3. close <agent-name> — delete the plan after full processing

  1. Read .audits/agent-review/<name>.md.
  2. Refuse if any open - [ ] Critical remains. Warning / Suggestion / Info may be closed via → deferred: <issue-url>. Offer to help open tracking issues if missing.
  3. Count findings at creation time per severity (from ## Summary, not current state).
  4. Delete the plan file.
  5. Compose the deletion commit message exactly: review(agent-review): close <agent-name>—<C>C/<W>W/<S>S/<I>I in the subject; body lists deferred-issue URLs and the repo-revision. No hook bypass, no signing skip.
  6. Run the commit only if the user confirms. Show the message first.

Output — plan shape

Reference spec/claude/review-plan/<canonical>.md for the authoritative format. Never restate its rules in the plan itself. The template at templates/plan.template.md is the starting point. Every finding uses the four-line structure (statement + Where / Fix / Verify) and cites a spec requirement in the bracketed prefix.

Examples

  • Read examples/01-fresh-review.md when running the first end-to-end run on a new agent target.
  • Read examples/02-update-after-fix.md when closing individual findings after the author has pushed fixes.
  • Read examples/03-close-plan.md when all items are resolved and you are ready to delete the plan.

Gotchas

  • Plan file is local-only until committed: the .audits/agent-review/<name>.md plan survives only in the working tree until the user explicitly commits it; if the session ends or the branch is switched before committing, the plan is silently lost — stage and commit early or remind the user.
  • Declared-vs-used check requires the current file version: the bidirectional tools check (declared-unused → Warning, used-undeclared → Critical) must be run against the on-disk agent file at review time; stale cached reads produce false positives or missed Critical findings — always re-read the agent file immediately before running step 5.2.
  • spec/.spec-config.yml must be read first: <canonical> depends on canonical_language in that file; skipping the read and defaulting to en silently misroutes reviews in repos where the canonical language differs — read the config before resolving any spec path.

Resumability

Per spec/claude/resumable-work/, this skill is resumable: true. State is persisted to .resume/agent-review/<run-id>.yml after every successful user-approval gate and after each named phase boundary. On re-invocation, scan that directory for files with status: in_progress whose inputs: snapshot matches the current invocation; if one matches, prompt the operator with Resume run <run_id> from phase <phase> (last checkpoint <last_checkpoint_at>)? [resume / start-new / discard]. The state-file envelope (schema_version, run_id, inputs, phase, decisions[], status, ...) and the fail-closed semantics on schema or YAML errors are load-bearing in the spec; don't duplicate those rules here.

Hard rules

  • One plan per target. A rerun supersedes; never edit a previous run's plan into a new one.

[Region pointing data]
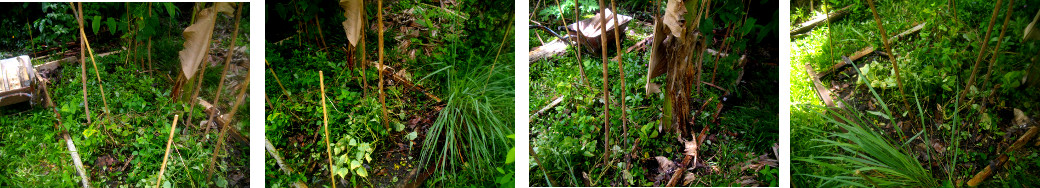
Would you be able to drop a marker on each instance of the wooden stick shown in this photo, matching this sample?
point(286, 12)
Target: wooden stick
point(1004, 29)
point(383, 103)
point(990, 169)
point(606, 94)
point(227, 61)
point(808, 25)
point(271, 73)
point(546, 108)
point(985, 43)
point(325, 112)
point(577, 51)
point(541, 165)
point(82, 62)
point(281, 163)
point(162, 168)
point(95, 62)
point(224, 130)
point(406, 82)
point(150, 48)
point(888, 49)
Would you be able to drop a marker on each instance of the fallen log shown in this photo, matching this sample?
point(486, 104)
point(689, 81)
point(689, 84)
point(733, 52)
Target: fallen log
point(546, 108)
point(553, 48)
point(808, 25)
point(281, 163)
point(869, 49)
point(1020, 118)
point(822, 90)
point(407, 82)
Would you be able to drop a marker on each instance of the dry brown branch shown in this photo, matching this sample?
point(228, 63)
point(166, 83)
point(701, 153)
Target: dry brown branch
point(808, 25)
point(173, 129)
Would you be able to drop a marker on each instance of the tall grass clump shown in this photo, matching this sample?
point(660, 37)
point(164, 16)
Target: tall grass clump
point(469, 136)
point(875, 161)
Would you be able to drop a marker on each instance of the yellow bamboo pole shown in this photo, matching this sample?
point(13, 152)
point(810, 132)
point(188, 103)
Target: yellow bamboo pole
point(165, 157)
point(332, 177)
point(383, 102)
point(95, 62)
point(82, 62)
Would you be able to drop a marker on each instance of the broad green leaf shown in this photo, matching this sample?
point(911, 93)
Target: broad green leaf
point(355, 164)
point(362, 172)
point(411, 136)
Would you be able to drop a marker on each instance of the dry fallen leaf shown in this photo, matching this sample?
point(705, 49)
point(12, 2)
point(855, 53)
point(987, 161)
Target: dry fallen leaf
point(673, 17)
point(352, 10)
point(198, 35)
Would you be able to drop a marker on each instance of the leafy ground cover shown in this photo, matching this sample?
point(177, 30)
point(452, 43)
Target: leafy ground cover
point(925, 136)
point(567, 138)
point(125, 148)
point(447, 94)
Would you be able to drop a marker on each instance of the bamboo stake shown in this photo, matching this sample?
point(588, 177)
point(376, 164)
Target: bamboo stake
point(364, 60)
point(162, 169)
point(621, 70)
point(985, 43)
point(383, 102)
point(281, 163)
point(72, 146)
point(95, 62)
point(606, 95)
point(325, 112)
point(82, 62)
point(150, 50)
point(224, 130)
point(996, 49)
point(888, 49)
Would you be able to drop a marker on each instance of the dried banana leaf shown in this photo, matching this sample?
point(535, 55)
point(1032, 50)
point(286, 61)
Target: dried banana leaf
point(198, 35)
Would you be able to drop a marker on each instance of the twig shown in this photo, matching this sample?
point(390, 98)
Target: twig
point(162, 169)
point(82, 62)
point(224, 130)
point(546, 108)
point(227, 62)
point(985, 43)
point(606, 94)
point(1004, 29)
point(808, 25)
point(325, 112)
point(990, 169)
point(383, 103)
point(888, 49)
point(281, 163)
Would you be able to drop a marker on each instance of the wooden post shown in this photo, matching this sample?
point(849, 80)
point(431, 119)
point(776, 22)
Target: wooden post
point(985, 43)
point(606, 94)
point(95, 62)
point(383, 103)
point(165, 157)
point(888, 49)
point(325, 111)
point(1004, 29)
point(82, 62)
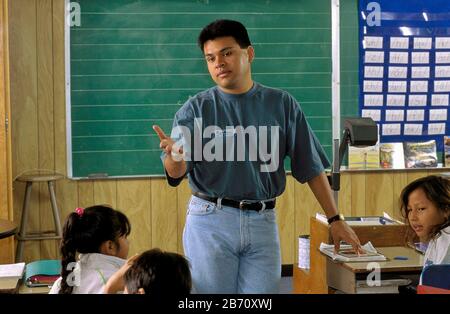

**REQUIRED ACTION 1:**
Answer these questions about the agent review instructions:
(a) Which severity of open finding blocks closing a plan?
(b) To what path is the run state persisted?
(c) Which file is the starting point for a plan?
**REQUIRED ACTION 2:** Rewrite the part of the agent review instructions that opens with the words "3. close <agent-name>" and closes with "not current state).", replacing "Refuse" with "Decline".

**TASK ANSWER 1:**
(a) Critical
(b) .resume/agent-review/<run-id>.yml
(c) templates/plan.template.md

**TASK ANSWER 2:**
3. close <agent-name> — delete the plan after full processing

  1. Read .audits/agent-review/<name>.md.
  2. Decline if any open - [ ] Critical remains. Warning / Suggestion / Info may be closed via → deferred: <issue-url>. Offer to help open tracking issues if missing.
  3. Count findings at creation time per severity (from ## Summary, not current state).